TO DO: Locate "Pick out the white fur" in the listing below, then output the line holding it and every line after it, exactly and with nothing else.

DATA FOR PROCESSING:
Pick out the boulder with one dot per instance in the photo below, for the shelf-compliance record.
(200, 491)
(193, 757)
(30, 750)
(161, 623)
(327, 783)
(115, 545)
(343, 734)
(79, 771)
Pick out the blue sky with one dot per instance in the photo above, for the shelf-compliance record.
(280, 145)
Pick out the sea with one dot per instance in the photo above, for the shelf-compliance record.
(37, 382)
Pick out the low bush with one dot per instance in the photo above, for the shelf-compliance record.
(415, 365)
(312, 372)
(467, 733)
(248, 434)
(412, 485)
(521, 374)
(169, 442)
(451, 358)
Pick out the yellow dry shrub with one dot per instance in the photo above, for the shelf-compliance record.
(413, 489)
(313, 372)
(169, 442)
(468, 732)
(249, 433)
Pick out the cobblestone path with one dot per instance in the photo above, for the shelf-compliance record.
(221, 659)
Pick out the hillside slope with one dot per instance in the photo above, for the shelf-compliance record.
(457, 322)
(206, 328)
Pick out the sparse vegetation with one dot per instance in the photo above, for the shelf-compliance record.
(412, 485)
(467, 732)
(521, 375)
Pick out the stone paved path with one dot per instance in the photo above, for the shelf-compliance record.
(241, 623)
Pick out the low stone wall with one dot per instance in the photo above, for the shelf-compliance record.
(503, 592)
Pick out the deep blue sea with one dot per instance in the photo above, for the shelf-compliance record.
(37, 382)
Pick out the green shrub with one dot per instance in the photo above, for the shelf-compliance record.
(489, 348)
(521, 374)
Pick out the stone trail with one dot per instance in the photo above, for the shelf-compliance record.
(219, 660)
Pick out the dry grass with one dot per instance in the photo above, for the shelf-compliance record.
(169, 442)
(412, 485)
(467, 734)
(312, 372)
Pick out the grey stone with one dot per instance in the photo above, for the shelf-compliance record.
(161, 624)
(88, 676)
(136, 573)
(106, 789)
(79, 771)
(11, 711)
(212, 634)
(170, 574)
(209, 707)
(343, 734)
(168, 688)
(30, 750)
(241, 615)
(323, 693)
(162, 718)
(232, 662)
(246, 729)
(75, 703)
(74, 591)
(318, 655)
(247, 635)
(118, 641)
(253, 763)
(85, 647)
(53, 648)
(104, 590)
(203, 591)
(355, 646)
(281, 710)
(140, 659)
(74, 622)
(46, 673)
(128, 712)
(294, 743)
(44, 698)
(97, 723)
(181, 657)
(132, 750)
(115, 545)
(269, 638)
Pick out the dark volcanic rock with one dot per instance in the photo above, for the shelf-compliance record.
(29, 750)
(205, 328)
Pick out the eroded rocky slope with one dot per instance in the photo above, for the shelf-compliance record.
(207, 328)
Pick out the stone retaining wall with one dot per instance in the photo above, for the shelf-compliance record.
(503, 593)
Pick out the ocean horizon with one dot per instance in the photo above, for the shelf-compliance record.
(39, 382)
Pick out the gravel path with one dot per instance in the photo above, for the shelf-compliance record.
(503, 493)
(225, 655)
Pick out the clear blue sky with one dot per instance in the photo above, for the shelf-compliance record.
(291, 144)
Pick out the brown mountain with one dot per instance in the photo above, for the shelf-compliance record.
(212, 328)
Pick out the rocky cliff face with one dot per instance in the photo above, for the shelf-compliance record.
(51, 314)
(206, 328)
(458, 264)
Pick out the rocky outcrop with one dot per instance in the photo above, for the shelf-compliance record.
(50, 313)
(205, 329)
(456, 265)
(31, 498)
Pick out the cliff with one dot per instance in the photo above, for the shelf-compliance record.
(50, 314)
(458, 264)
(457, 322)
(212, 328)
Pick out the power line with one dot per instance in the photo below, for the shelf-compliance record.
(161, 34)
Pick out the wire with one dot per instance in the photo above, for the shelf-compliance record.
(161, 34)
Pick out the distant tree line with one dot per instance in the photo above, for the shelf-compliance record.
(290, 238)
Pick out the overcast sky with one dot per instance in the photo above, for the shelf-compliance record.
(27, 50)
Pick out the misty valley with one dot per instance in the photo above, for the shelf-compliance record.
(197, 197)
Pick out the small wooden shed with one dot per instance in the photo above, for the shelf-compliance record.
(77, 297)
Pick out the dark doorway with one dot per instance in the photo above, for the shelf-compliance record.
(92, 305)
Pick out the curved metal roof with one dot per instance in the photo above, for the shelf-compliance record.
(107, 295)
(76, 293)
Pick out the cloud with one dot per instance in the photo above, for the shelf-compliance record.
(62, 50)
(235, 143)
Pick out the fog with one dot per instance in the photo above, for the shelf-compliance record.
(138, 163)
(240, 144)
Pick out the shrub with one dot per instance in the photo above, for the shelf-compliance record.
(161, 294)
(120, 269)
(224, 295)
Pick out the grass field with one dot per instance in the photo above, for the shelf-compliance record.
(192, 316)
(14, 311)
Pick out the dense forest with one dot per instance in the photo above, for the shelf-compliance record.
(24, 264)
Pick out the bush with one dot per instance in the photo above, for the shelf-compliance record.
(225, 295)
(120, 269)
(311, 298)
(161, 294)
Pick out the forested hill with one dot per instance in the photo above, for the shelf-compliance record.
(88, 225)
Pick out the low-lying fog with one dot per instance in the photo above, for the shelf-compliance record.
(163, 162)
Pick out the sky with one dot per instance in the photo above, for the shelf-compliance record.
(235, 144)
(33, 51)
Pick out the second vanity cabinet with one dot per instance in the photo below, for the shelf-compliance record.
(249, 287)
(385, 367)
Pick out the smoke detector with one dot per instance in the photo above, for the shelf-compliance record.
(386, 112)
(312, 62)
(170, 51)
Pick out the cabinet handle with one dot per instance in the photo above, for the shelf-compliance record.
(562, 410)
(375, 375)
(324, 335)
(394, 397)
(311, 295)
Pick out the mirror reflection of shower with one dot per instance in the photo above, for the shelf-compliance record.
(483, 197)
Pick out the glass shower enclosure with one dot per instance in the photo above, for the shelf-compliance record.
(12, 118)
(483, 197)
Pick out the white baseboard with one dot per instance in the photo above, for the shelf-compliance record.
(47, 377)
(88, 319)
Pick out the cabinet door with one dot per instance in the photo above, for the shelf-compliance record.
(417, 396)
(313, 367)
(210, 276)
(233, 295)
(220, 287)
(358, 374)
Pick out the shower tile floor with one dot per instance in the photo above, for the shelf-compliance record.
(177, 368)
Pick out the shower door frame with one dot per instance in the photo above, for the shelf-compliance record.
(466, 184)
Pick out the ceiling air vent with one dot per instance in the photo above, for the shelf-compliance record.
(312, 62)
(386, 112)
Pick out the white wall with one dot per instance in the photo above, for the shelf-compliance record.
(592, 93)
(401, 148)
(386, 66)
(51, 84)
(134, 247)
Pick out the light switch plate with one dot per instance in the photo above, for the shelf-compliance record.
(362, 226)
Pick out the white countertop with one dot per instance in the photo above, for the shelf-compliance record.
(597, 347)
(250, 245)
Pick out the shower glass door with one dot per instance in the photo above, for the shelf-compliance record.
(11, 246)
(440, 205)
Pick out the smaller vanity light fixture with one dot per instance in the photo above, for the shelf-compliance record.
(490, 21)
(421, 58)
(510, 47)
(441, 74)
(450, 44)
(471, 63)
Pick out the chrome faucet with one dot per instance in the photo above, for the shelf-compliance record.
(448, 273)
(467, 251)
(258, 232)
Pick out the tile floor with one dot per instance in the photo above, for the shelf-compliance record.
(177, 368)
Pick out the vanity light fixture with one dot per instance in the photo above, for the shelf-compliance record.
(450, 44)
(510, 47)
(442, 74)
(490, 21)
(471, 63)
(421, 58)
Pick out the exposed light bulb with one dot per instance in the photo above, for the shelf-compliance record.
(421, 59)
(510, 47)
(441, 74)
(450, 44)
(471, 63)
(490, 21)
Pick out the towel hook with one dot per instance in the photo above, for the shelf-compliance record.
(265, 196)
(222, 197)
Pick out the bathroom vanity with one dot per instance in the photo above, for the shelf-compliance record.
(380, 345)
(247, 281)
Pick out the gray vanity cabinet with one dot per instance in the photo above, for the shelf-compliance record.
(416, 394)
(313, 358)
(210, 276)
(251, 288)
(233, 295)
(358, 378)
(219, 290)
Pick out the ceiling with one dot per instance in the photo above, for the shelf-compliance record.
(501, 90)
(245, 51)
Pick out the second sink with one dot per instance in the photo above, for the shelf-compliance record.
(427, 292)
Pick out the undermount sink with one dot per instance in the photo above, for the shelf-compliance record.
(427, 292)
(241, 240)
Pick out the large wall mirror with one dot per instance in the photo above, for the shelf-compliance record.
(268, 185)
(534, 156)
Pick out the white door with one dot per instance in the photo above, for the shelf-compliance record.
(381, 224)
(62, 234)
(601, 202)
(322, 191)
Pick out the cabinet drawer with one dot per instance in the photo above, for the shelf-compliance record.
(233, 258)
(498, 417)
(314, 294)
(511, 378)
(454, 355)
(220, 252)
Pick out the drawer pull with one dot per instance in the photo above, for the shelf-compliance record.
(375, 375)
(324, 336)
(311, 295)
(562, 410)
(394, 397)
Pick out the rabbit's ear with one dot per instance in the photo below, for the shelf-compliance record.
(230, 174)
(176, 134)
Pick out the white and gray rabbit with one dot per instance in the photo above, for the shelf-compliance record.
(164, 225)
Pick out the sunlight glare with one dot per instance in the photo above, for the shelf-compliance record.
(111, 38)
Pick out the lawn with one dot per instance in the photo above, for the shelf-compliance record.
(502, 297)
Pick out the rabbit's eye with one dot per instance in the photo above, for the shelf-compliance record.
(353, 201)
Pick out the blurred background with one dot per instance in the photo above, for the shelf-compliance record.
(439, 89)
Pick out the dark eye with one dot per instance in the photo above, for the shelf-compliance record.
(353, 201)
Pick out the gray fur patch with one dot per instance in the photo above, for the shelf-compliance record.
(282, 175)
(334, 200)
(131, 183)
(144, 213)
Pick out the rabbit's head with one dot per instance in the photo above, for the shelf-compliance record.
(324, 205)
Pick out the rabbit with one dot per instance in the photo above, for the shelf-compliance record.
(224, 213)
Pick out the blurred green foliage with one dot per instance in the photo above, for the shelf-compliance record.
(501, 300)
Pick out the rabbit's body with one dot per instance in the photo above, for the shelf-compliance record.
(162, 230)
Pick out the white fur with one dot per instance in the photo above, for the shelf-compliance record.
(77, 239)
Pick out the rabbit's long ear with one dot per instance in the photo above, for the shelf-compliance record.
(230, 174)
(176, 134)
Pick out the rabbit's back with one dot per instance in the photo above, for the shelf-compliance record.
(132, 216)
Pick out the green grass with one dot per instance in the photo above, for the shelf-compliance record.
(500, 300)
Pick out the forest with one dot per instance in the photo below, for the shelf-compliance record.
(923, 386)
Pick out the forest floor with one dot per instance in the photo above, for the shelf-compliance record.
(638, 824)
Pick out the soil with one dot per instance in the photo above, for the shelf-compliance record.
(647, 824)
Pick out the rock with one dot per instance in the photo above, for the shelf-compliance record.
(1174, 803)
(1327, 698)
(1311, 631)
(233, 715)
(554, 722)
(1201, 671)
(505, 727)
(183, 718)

RIGHT ANSWER:
Pick out the white fur with one dot per instance in the photo above, for the shelf-compliance record.
(77, 239)
Pick out the rabbit's long ear with one dot per instance in the photo above, for the shelf-compliance record.
(230, 174)
(176, 134)
Pick out the rabbit's back with one dot per instance in the photo above, for the shelf-compliance record.
(132, 216)
Pick out the green grass with one dot per instance in the photo above, for the shelf-compliance record.
(500, 300)
Pick out the forest with one dot per instance in the photo below, for the shelf-compliance record.
(923, 386)
Pick out the forest floor with one dot per instance in the photo above, for the shelf-compliance record.
(638, 824)
Pick out the soil with one dot per instance in the photo above, for the shelf-compliance record.
(647, 824)
Pick out the rock with one dot per instance in the photo above, for the shelf-compliance record.
(1174, 803)
(1327, 698)
(1311, 631)
(233, 715)
(554, 722)
(1201, 671)
(505, 727)
(183, 718)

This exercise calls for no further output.